• [AIM OF THE TASK]:
All that is needed is an exact copy of the lines from the beginning of the data below through the line containing "reads [[293, 68]].", minus the pictures.

....................

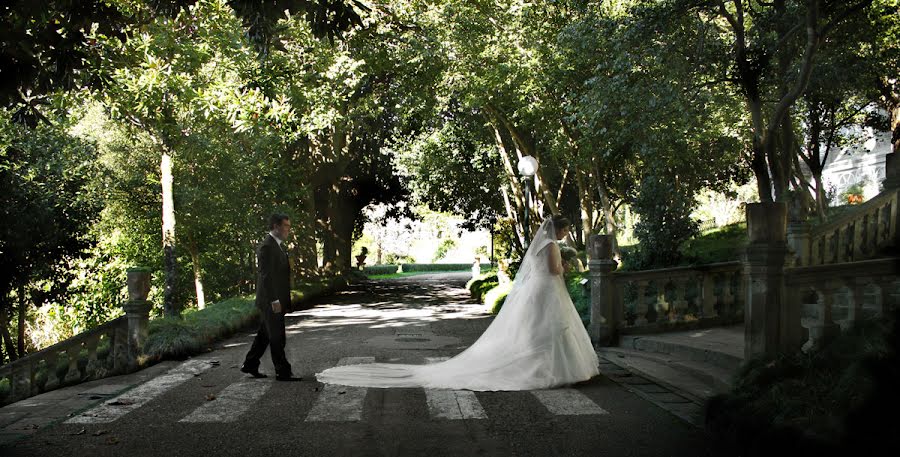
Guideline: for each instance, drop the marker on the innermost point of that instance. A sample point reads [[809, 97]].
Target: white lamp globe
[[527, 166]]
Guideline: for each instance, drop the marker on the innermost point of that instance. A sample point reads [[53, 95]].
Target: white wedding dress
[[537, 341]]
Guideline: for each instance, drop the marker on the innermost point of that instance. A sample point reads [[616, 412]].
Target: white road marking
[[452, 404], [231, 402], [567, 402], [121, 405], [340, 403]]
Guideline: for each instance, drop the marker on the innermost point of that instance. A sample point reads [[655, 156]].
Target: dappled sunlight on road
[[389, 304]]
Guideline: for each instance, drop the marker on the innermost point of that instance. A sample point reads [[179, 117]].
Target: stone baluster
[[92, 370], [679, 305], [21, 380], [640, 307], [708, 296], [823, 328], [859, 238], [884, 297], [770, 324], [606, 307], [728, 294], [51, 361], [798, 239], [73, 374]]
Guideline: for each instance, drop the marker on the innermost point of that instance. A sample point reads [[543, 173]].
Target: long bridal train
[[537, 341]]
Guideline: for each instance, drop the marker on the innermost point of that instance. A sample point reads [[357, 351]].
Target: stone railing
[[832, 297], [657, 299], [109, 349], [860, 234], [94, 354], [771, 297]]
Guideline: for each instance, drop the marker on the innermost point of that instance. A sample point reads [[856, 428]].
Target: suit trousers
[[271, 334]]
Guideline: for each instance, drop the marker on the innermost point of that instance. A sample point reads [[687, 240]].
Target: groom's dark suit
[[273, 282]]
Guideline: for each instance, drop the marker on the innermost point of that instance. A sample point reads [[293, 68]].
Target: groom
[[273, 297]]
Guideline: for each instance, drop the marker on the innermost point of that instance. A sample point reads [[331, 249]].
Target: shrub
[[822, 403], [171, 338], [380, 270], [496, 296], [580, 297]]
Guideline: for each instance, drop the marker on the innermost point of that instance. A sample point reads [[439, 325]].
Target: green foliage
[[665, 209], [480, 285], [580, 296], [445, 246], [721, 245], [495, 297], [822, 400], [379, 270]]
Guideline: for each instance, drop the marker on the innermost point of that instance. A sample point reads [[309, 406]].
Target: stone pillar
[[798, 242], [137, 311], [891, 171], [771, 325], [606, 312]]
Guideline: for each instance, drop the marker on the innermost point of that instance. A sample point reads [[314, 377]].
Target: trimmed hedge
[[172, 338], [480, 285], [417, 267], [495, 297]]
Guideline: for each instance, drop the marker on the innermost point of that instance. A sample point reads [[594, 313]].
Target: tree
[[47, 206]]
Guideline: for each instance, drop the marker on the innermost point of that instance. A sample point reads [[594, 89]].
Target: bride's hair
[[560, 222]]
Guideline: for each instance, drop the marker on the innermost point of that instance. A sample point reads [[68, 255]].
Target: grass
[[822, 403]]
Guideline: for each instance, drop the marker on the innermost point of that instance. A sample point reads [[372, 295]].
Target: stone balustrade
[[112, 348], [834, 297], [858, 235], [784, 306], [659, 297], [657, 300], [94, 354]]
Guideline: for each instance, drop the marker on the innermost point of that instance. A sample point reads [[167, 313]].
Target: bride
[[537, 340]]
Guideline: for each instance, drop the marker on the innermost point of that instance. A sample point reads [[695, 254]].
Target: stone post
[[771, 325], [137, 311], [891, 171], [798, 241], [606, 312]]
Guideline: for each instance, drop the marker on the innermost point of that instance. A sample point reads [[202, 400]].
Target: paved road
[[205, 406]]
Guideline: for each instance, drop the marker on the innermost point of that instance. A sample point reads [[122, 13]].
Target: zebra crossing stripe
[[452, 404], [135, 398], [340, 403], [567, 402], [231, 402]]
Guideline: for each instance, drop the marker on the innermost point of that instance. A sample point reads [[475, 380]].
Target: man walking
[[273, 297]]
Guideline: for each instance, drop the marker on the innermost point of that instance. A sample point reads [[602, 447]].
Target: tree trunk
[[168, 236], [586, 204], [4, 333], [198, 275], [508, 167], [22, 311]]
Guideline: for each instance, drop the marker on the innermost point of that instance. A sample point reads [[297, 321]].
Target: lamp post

....................

• [TASK RESPONSE]:
Guideline: for each instance, drop the marker on the innermost point of that instance. A sample point reads [[809, 97]].
Target: white lamp globe
[[527, 166]]
Guideline: for each instance, drop the marker on the innermost point of that instance. A sample point reads [[53, 95]].
Target: white wedding dress
[[537, 341]]
Guideline: for each instance, drop the marker on the innermost point of that instance. A sample point reads [[616, 412]].
Target: white road marking
[[452, 404], [231, 402], [567, 402], [121, 405], [340, 403]]
Guideline: for each instance, drop the marker on the innermost point of that instance. A sample point reads [[655, 156]].
Target: dappled sunlight on road
[[389, 304]]
Guideline: for each instance, drop the marker on the innermost point of that instance. A sample point reads [[179, 117]].
Target: stone baluster
[[92, 370], [679, 305], [21, 380], [640, 307], [708, 296], [823, 328], [859, 238], [884, 297], [770, 324], [606, 307], [728, 294], [51, 361], [798, 239], [73, 374]]
Guideline: for each instance, drop the marker on the innermost point of that instance. A sample point reads [[543, 173]].
Target: long bridal train
[[537, 341]]
Guideline: for each instance, drop the marker on the innermost point of that instance. A sample point reads [[357, 351]].
Target: stone railing
[[832, 297], [657, 299], [109, 349], [860, 234], [94, 354], [771, 297]]
Guideline: for each instance, drop the marker on the innermost point of that instance. A sample point reads [[856, 428]].
Target: suit trousers
[[271, 334]]
Guideline: for each instance, drop the marker on the innermost point of that instance. A sample point reads [[687, 240]].
Target: groom's dark suit
[[273, 282]]
Guideline: for each instance, drop the marker on the innermost point of that instance. A sample point reads [[293, 68]].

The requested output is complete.